→ **Aim**
In two sentences, summarize the argument below about Klein subgroups of G.

→ **Excerpt provided**

○ ○ ○ ○ ○

Any candidate subgroup of $G$, say $K$, isomorphic to the Klein group must be made of:

1. the unit $1_G:=(0,0,0)$;
2. any pair $a_i, a_j$;
3. the element $a_i+a_j$; in fact: $a_i+a_j\in K$ by closure, and $a_i+a_j\ne 1,a_i,a_j$.

Is, for every $1\le i<j\le 7$, the subset $K_{ij}:=\{1_G,a_i,a_j,a_i+a_j\}$ indeed a subgroup of $G$? It's enough to prove the closure:

• $a_i^2=a_j^2=(a_i+a_j)^2=1_G$
• $a_i+(a_i+a_j)=(a_i+a_i)+a_j=a_j$
• $a_j+(a_i+a_j)=a_j+(a_j+a_i)=(a_j+a_j)+a_i=a_i$

So, indeed $K_{ij}\le G$ and $K_{ij}\cong\mathbb{Z}_2\times\mathbb{Z}_2$.

○ ○ ○ ○ ○

→ **Dataset rows**

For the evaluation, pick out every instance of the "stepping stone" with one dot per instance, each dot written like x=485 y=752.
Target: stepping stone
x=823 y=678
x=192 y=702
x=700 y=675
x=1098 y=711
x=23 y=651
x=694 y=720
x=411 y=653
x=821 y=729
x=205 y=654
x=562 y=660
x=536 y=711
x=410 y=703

○ ○ ○ ○ ○

→ **Task output**
Any subgroup K of G isomorphic to the Klein group must consist of the identity (0,0,0), some pair a_i and a_j, and their sum a_i + a_j, which belongs to K by closure and differs from the other three. Closure holds for each such set K_ij: every member squared gives the identity, and adding a_i + a_j to either a_i or a_j yields the other one, so K_ij is a subgroup of G isomorphic to Z_2 × Z_2.